==== Document section
I’m sometimes asked what I believe… (perhaps because I tend to get preachy at times, and I wear mostly black?)… and I have no easy answers. This is quite likely because (as I’ve aged) I’m less interested in knowing the right answers than in continuing to ponder relevant questions. Although I have never officially signed on to any particular belief system or denominational roster, I do consider myself to be a believer of sorts and a somewhat spiritual being.

I was raised within fundamental, unadorned, conservative Christianity as practiced by my devout Mennonite parents and forebears. This Anabaptist belief system (named after its radical 16th-century Protestant reformer-founder Menno Simons) puts much stock in Biblical primacy, salvation through conversion (sometimes proselityzed with missionary zeal), simple living, and a commitment to non-violence and pacifism—very similar to traits shared by our “cousins” the Amish (remember The Witness?), as Miriam Toews (award-winning author of the bestselling book A Complicated Kindness [set in the town of Steinbach where she was born a decade later than I] puts it)—Mennonites are “basically Amish… but with cars instead of buggies.”
========
==== Records
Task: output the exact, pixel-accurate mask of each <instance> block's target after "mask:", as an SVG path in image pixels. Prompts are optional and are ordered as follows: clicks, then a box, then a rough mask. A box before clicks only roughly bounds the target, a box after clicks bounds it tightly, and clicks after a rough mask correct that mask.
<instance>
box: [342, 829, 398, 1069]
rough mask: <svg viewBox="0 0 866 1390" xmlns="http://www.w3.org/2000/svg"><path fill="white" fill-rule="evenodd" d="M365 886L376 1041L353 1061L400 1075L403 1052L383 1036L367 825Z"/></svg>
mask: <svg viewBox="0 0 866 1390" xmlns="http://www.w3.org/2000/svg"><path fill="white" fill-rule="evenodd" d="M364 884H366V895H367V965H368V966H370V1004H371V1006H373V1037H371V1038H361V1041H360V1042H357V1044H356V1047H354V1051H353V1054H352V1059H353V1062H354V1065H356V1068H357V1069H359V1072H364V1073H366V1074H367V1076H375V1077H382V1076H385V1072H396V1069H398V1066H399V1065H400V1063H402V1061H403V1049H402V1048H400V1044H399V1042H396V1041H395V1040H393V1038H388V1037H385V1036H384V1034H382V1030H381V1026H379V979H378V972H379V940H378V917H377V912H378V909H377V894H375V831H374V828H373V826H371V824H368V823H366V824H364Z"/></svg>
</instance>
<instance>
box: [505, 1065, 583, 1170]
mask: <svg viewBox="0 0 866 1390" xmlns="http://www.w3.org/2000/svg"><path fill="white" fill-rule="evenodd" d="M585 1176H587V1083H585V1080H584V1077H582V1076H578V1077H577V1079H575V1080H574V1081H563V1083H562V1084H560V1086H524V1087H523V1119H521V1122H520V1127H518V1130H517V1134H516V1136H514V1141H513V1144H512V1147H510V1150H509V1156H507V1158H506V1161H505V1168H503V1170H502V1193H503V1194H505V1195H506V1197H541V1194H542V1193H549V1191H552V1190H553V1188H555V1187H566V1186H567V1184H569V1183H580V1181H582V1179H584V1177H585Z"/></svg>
========
### Check your understanding
a) In the passage about belief and a Mennonite upbringing, list everything the Anabaptist belief system is said to put much stock in.
b) Print word for word the part of the passage about belief and a Mennonite upbringing that starts with "I’m sometimes asked" and goes on through "somewhat spiritual being.".
Work only from the passage about belief and a Mennonite upbringing, not from the lines.

### Results for the exercise
a)
- Biblical primacy
- Salvation through conversion
- Simple living
- A commitment to non-violence and pacifism

b)
I’m sometimes asked what I believe… (perhaps because I tend to get preachy at times, and I wear mostly black?)… and I have no easy answers. This is quite likely because (as I’ve aged) I’m less interested in knowing the right answers than in continuing to ponder relevant questions. Although I have never officially signed on to any particular belief system or denominational roster, I do consider myself to be a believer of sorts and a somewhat spiritual being.